::: Given data

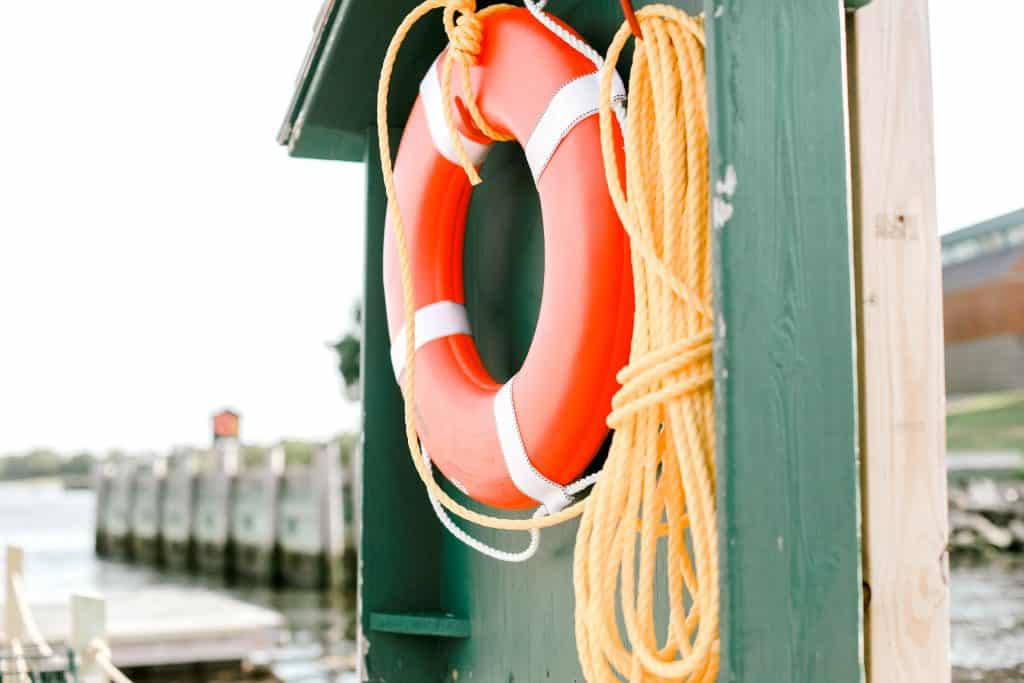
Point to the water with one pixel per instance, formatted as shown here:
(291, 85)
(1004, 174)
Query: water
(55, 527)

::::::

**Task description:** Transcribe the listing above exactly, leaving every picture out.

**Result of this exercise:**
Point to the water with one pixel per instance, formatted as shown here:
(291, 85)
(1004, 174)
Query: water
(55, 527)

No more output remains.